Your objective -
Every single entry must be restated word for word.
━━━
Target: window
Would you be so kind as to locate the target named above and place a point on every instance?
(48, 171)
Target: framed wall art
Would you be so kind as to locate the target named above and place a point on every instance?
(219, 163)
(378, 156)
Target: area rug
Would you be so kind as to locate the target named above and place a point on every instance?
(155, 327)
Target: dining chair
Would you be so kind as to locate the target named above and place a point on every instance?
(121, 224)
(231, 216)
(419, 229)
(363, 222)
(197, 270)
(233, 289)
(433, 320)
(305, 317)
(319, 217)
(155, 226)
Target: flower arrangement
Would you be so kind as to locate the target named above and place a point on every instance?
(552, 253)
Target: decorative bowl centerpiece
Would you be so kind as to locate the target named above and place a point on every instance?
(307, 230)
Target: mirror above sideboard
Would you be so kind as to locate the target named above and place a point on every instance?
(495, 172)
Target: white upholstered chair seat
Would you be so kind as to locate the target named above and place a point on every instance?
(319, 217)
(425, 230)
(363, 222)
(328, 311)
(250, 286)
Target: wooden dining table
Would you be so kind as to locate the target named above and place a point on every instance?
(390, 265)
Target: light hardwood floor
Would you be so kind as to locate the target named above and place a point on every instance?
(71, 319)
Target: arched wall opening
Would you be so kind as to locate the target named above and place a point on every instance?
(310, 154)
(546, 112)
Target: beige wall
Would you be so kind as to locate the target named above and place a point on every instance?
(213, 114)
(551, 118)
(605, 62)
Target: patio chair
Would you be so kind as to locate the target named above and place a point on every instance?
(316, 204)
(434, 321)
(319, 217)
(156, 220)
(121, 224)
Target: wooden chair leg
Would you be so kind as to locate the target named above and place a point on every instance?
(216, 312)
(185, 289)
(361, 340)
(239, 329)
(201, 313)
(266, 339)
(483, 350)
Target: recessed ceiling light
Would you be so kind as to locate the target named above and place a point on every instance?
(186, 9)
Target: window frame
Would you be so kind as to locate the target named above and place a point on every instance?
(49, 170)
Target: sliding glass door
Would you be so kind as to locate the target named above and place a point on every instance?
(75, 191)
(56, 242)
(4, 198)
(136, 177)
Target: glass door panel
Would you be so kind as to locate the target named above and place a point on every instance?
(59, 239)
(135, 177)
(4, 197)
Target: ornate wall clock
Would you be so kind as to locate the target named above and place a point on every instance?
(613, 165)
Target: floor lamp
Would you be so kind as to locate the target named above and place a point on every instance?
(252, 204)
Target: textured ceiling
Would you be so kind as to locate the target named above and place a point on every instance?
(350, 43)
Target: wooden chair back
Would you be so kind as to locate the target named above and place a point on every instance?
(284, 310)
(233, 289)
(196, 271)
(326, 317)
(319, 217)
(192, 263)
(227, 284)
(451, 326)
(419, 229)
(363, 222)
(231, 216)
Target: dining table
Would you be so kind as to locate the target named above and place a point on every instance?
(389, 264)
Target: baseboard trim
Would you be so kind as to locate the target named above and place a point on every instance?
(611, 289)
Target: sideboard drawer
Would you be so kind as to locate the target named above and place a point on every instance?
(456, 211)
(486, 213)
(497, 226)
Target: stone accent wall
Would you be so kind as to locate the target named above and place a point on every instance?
━━━
Solution below -
Target: window
Would you be so kind as to locate the target named above and place a point on every instance?
(48, 171)
Target: framed wall art
Would you be so kind as to locate the target named above and place a point on every instance?
(219, 163)
(378, 156)
Target: area rug
Would you be so kind as to locate the target named above and place a point on every instance?
(155, 327)
Target: dining chair
Would you be so kind as to locate the target named above and place a point on every instance?
(121, 224)
(231, 216)
(419, 229)
(363, 222)
(197, 270)
(233, 289)
(433, 320)
(305, 317)
(319, 217)
(155, 226)
Target: flower arrangement
Would you be so kind as to locate the target named above and place a point on every instance?
(552, 253)
Target: decorative bowl centerpiece
Would you be so kind as to locate the target named above and place a point on every instance?
(307, 230)
Target: mirror above sideboard
Would you be so kind as to locate the target named above and place a point on every instance?
(495, 172)
Target: white upholstered chair seat
Would you be so kind as to locate the target named above and place a point on every instance?
(319, 217)
(425, 230)
(363, 222)
(328, 311)
(250, 286)
Target: wooden dining table
Would you be so kind as to locate the target named above and place a point on every instance?
(390, 265)
Target: light hardwood floor
Would you be so kind as to locate the target named above and place a point on every instance?
(71, 319)
Target: arched wall opening
Would you be so kind as to locate the target named above and place a point on every instance?
(310, 154)
(546, 112)
Target: beige wall
Would you be so kind as to locate the target named above and place a point on every instance?
(213, 114)
(551, 118)
(605, 62)
Target: patio chair
Would you be so kind as to locate the target named above and place a point on every instance?
(316, 204)
(434, 321)
(319, 217)
(156, 220)
(121, 224)
Target: wooden chair leg
Would you be so kind as to locate the target named above and place a point on every instance?
(216, 312)
(185, 289)
(361, 340)
(239, 329)
(201, 313)
(266, 339)
(483, 350)
Target: recessed ceiling light
Would you be so kind as to locate the target named above and place a point on every instance?
(186, 9)
Target: window frame
Would you be so kind as to locate the target named above and place a point on every instance?
(49, 170)
Target: sliding glass door
Would you be so kind as to locate the target named above and place a point on every instance?
(75, 191)
(56, 242)
(4, 198)
(136, 177)
Target: glass door panel
Would you be so kind as to locate the target named above and place a point on every instance?
(59, 239)
(135, 177)
(4, 197)
Target: ornate wall clock
Would you be so kind as to locate the target named above and place a point on every instance?
(613, 165)
Target: floor lamp
Would you be so kind as to locate the target named above and place a point on every instance?
(252, 204)
Target: textured ceiling
Would you be so kind as to locate the target named above and place a point on every instance?
(350, 43)
Target: wooden chair back
Would you be so kind as to locate the target named above and place a point on every instance?
(284, 310)
(233, 289)
(196, 271)
(326, 317)
(319, 217)
(192, 263)
(227, 284)
(451, 326)
(419, 229)
(363, 222)
(231, 216)
Target: dining table
Would you be so kind as to locate the target named above and place a point on every instance?
(389, 264)
Target: baseboard trim
Would you be so kind as to locate the target named above and place a point on every instance?
(611, 289)
Target: sideboard drawer
Would you be so kind as to locate the target named above and place a point on every instance?
(456, 211)
(486, 213)
(497, 226)
Target: stone accent wall
Would you be so kind as to locate the target named above and place a point on every instance?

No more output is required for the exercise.